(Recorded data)
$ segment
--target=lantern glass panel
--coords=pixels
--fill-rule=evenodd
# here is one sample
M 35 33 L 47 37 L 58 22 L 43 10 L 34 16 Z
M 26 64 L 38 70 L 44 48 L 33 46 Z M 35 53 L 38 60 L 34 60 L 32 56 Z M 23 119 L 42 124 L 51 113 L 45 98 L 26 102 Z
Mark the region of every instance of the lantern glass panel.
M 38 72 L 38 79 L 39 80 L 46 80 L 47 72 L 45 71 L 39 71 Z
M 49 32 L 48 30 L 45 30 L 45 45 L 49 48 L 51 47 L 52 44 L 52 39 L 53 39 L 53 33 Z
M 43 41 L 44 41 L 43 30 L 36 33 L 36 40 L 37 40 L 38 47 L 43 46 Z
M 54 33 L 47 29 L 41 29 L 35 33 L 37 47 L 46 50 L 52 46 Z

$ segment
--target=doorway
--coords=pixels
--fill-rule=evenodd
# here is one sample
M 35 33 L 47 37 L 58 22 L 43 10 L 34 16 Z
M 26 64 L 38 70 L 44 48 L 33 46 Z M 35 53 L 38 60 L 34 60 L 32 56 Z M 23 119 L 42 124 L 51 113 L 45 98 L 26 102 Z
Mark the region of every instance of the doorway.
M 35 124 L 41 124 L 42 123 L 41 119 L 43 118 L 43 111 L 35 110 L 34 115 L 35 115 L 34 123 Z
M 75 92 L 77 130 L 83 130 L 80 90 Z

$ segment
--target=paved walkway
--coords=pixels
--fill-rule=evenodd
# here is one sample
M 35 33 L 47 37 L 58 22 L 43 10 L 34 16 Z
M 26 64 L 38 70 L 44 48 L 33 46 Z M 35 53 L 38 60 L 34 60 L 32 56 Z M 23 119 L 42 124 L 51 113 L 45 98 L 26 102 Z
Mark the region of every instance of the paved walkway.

## Problem statement
Copy the entries above exactly. Miss none of them.

## Solution for this exercise
$ segment
--target=lantern glass panel
--coords=pixels
--fill-rule=evenodd
# here is one sample
M 35 33 L 47 37 L 58 22 L 43 10 L 34 16 Z
M 26 64 L 38 70 L 44 48 L 33 46 Z M 35 53 L 38 60 L 34 60 L 32 56 Z M 23 119 L 42 124 L 51 113 L 45 98 L 26 102 Z
Mark the region of every instance of the lantern glass panel.
M 38 72 L 38 79 L 39 80 L 46 80 L 47 72 L 45 71 L 39 71 Z
M 49 32 L 48 30 L 45 30 L 45 45 L 49 48 L 51 47 L 52 44 L 52 39 L 53 39 L 53 33 Z
M 43 41 L 44 41 L 43 30 L 36 33 L 36 40 L 37 40 L 38 47 L 43 46 Z
M 54 33 L 47 29 L 41 29 L 35 33 L 37 47 L 46 50 L 52 46 Z

$ segment
--target=doorway
--coords=pixels
--fill-rule=evenodd
# here is one sample
M 35 33 L 47 37 L 58 22 L 43 10 L 34 16 Z
M 26 64 L 38 70 L 44 48 L 33 46 Z M 35 53 L 38 60 L 34 60 L 32 56 Z M 23 119 L 42 124 L 51 113 L 45 98 L 26 102 Z
Mark the region of every instance of the doorway.
M 35 124 L 41 124 L 42 123 L 41 119 L 43 118 L 43 111 L 35 110 L 34 115 L 35 115 L 34 123 Z
M 75 92 L 77 130 L 83 130 L 80 90 Z

$ segment
--target=paved walkway
--coords=pixels
--fill-rule=evenodd
# here is one sample
M 35 33 L 47 37 L 58 22 L 43 10 L 34 16 Z
M 26 64 L 38 70 L 44 48 L 33 46 Z M 35 53 L 38 60 L 34 60 L 32 56 Z M 23 119 L 42 124 L 51 113 L 45 98 L 26 102 Z
Mark the region of every instance of the paved walkway.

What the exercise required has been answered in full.